#### Actions to take:
**a.** In the PETE tutorial page, how many temporary vectors does the statement x = a + b * c create?
**b.** Copy out the part of the PETE tutorial page starting with "PETE Tutorials" and going on through "of copying values.".
**c.** Extend the PETE tutorial page on C++ performance, picking up right after its last line.

#### Page extract:

_____

PETE Tutorials
Background and Terminology

Contents:
    Introduction
    Templates
    Representing Parse Trees
    Looking Ahead

Introduction

Object-oriented languages like C++ make development easier, but performance tuning harder. The same abstractions that allow programmers to express their ideas compactly also make it hard for compilers to re-order operations, predict how many times a loop will be executed, or re-use memory instead of copying values.

For example, suppose that a program uses a Vector class to represent vectors of floating-point values:

class Vector
{
  public :
    Vector();                           // default constructor

    Vector(                             // value constructor
        int size,                       // ..size of vector
        float val                       // ..initial element value
    );

    Vector(                             // copy constructor
        const Vector & v                // ..what to copy
    );

    virtual ~Vector();                  // clean up

    float getAt(                        // get an element
        int index                       // ..which element to get
    ) const;

    void setAt(                         // change an element
        int index,                      // ..which element to set
        float val                       // ..new value for element
    );

    Vector operator+(                   // add, creating a new vector
        const Vector & right            // ..thing being added
    );

    Vector operator*(                   // multiply (create result)
        const Vector & right            // ..thing being multiplied
    );

    Vector & operator=(                 // assign, returning target
        const Vector & right            // ..source
    );

  protected :
    int len_;                           // current length
    float * val_;                       // current values
};

Consider what happens when the following statement is executed:

Vector x, a, b, c;
// variable initialization omitted
x = a + b * c;

b*c creates a new Vector, and fills it with the elementwise product of b and c by looping over the values that those two vectors encapsulate. The call to the addition operator creates another temporary, and executes another loop to fill it. Finally, the call to the assignment operator doesn't create a third temporary, but it does execute a third loop. Thus, this simple statement is equivalent to:

Vector x, a, b, c;

// ...initialization...

Vector temp_1;
for (int i=0; i<vectorLength; ++i)
{
    temp_1.setAt(i, b.getAt(i) * c.getAt(i));
}

Vector temp_2;
for (int i=0; i<vectorLength; ++i)
{
    temp_2.setAt(i, a.getAt(i) + temp_1.getAt(i));
}

for (int i=0; i<vectorLength; ++i)
{
    x.setAt(i, temp_2.getAt(i));
}

Clearly, if this program was written in C instead of C++, the three loops would have been combined, and the two temporary vectors eliminated:

Vector x, a, b, c;
// ...initialization...

_____

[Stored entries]
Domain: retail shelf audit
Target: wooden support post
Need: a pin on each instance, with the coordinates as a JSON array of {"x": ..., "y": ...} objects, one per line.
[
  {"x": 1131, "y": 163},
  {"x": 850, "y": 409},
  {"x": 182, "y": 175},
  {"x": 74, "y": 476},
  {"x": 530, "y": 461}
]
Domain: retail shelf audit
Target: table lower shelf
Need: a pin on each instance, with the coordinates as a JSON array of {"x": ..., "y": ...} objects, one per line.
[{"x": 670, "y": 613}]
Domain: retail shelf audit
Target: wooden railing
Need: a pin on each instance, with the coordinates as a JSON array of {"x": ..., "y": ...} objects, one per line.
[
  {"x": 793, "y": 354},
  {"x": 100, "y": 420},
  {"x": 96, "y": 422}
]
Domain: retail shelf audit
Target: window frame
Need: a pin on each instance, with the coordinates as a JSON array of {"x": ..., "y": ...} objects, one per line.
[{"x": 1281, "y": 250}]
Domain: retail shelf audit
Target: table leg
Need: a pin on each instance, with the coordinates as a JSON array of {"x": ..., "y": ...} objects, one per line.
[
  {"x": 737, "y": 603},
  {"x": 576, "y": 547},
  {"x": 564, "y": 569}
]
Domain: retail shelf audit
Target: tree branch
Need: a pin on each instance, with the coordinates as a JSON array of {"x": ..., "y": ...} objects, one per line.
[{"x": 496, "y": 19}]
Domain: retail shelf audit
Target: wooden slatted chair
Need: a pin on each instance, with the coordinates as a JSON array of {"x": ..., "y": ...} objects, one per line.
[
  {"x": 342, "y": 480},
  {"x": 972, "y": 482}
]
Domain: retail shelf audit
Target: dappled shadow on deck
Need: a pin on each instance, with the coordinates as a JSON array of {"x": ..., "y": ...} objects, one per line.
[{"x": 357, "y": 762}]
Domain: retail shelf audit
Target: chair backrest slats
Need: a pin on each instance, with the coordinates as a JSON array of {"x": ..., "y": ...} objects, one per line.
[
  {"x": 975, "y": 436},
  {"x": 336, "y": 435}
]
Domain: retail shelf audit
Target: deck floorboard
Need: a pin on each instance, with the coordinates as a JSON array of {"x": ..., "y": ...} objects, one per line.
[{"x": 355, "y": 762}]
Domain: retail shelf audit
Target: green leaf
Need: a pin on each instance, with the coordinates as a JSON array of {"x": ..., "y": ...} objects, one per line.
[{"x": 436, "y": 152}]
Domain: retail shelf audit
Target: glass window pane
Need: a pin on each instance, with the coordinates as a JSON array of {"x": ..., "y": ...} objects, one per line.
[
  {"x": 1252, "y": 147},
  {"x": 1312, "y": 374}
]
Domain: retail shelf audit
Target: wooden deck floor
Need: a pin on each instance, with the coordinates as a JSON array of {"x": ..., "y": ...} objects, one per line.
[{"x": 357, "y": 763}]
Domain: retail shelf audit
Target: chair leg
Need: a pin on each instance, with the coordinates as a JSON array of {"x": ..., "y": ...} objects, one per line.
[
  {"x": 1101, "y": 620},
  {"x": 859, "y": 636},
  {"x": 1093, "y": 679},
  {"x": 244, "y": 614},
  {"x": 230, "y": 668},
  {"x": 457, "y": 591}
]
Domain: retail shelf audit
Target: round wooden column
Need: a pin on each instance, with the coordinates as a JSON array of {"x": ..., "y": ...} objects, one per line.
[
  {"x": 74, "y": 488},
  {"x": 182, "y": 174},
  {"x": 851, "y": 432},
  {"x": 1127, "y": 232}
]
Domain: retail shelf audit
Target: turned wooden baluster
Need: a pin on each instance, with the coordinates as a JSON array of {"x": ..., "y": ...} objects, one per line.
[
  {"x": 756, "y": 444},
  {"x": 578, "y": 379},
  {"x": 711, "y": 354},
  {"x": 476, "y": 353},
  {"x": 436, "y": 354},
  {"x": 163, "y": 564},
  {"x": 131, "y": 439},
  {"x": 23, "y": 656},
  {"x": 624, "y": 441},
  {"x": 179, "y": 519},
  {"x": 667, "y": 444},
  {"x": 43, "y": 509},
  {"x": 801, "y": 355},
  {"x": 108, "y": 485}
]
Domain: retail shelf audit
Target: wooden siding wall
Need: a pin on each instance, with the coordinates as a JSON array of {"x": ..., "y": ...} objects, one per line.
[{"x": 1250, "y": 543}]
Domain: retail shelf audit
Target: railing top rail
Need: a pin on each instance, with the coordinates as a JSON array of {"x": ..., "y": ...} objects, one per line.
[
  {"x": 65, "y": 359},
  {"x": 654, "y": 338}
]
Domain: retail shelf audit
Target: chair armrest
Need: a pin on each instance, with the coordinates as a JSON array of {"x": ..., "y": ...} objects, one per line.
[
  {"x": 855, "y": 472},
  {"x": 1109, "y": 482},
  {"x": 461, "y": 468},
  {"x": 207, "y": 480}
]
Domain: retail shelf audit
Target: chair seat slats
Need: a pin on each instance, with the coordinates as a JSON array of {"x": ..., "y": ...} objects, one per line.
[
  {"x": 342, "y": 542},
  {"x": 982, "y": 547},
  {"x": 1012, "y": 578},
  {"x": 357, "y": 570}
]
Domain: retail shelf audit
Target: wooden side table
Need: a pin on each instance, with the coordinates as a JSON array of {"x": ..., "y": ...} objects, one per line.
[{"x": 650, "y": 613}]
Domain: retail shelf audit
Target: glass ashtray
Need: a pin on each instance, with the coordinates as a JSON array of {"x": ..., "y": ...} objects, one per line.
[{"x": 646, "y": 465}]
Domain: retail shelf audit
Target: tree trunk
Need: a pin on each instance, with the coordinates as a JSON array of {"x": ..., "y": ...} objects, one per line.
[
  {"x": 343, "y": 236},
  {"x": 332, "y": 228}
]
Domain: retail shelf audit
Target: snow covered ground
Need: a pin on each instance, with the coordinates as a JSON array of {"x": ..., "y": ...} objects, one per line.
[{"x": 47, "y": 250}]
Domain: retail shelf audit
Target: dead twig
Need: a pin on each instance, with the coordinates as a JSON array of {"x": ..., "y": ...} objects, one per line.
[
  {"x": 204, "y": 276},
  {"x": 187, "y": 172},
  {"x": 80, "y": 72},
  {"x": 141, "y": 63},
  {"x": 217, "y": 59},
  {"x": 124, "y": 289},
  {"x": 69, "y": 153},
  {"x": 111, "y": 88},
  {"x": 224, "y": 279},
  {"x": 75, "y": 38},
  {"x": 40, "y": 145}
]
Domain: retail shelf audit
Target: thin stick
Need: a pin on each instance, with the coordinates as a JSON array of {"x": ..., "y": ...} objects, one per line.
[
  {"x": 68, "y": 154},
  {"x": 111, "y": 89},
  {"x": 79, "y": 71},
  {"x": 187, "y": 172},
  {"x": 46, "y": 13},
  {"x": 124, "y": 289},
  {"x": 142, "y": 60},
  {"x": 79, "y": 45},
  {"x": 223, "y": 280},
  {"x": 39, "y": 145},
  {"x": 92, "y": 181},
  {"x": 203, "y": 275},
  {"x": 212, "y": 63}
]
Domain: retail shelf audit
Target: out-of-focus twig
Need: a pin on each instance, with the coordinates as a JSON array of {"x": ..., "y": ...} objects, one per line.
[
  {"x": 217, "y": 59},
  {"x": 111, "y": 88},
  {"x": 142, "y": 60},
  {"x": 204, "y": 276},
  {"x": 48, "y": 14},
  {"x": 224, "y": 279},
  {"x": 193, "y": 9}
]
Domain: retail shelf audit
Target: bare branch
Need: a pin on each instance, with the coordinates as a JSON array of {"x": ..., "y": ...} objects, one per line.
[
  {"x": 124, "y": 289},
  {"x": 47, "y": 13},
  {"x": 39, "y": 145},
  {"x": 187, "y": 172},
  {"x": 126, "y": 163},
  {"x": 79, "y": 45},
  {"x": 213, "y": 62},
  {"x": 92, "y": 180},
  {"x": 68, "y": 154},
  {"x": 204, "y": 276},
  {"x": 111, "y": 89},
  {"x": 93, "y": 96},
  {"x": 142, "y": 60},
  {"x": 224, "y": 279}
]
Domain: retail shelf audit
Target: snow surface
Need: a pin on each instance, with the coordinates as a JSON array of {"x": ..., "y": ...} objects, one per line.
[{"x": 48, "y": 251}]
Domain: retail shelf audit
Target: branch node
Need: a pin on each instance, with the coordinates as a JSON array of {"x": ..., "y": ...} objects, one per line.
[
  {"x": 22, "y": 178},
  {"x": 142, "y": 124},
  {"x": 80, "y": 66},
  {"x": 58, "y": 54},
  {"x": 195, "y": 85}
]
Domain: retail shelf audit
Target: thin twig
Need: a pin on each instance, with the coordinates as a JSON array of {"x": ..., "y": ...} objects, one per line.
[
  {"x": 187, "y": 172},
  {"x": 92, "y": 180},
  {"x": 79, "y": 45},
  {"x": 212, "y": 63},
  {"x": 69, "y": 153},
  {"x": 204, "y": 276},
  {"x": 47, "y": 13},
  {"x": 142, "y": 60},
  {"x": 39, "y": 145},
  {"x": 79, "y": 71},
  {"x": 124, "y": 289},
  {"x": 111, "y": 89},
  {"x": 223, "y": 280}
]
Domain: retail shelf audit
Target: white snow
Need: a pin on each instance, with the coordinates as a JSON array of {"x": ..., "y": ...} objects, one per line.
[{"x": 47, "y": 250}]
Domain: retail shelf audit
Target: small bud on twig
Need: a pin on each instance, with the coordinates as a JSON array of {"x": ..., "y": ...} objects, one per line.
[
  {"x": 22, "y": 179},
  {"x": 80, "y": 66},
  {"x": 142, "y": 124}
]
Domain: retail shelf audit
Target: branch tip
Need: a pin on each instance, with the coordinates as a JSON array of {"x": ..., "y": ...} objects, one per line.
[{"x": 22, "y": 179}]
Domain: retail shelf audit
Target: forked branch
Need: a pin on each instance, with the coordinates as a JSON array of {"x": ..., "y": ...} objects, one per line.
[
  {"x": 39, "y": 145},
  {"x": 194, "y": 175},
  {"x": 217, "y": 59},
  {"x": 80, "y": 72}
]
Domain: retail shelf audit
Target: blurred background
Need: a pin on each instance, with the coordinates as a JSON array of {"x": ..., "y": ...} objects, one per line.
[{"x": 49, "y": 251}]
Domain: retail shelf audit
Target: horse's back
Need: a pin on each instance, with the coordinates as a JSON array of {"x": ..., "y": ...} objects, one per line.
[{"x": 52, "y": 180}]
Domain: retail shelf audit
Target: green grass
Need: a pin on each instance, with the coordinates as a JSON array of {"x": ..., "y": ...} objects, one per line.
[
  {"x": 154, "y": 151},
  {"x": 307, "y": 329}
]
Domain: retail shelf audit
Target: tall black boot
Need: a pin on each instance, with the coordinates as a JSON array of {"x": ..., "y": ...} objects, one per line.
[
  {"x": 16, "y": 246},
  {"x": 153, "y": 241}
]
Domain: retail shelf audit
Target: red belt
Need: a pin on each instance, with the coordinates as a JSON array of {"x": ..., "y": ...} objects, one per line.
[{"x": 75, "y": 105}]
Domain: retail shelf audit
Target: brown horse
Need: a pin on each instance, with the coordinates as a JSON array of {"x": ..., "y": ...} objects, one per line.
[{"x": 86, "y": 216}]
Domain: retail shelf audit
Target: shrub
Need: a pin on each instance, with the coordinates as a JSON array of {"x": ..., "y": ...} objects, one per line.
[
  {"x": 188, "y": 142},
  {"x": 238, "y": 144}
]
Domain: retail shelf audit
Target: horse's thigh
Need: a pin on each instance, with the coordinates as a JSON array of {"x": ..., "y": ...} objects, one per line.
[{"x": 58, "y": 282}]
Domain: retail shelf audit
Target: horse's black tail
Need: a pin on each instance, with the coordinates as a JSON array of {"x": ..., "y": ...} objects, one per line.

_____

#### Outputs:
**a.** Two temporary vectors.

**b.**
PETE Tutorials
Background and Terminology

Contents:
    Introduction
    Templates
    Representing Parse Trees
    Looking Ahead

Introduction

Object-oriented languages like C++ make development easier, but performance tuning harder. The same abstractions that allow programmers to express their ideas compactly also make it hard for compilers to re-order operations, predict how many times a loop will be executed, or re-use memory instead of copying values.

**c.**
for (int i=0; i<vectorLength; ++i)
{
    x.setAt(i, a.getAt(i) + b.getAt(i) * c.getAt(i));
}

The optimizations required to turn the three-loop version of this code into its single-loop equivalent are beyond the capabilities of existing commercial compilers. Because operations may involve aliasing---i.e., because an expression like x=a+b*c can assign to a vector while also reading from it---optimizers must err on the side of caution, and neither eliminate temporaries nor fuse loops. This has led many programmers to believe that C++ is intrinsically less efficient than C or Fortran 77.

Luckily, this conclusion is wrong. By using templates in a highly-structured way, PETE exposes opportunities for optimization to compilers without sacrificing readability or portability. The result is that modern C++ compilers can deliver the same performance for PETE-based programs as C or Fortran compilers do for equivalent programs written in those lower-level languages.

In order to understand how and why PETE does what it does, it is necessary to understand what C++ templates are, and how PETE (and similar libraries) use templates to encode parse trees.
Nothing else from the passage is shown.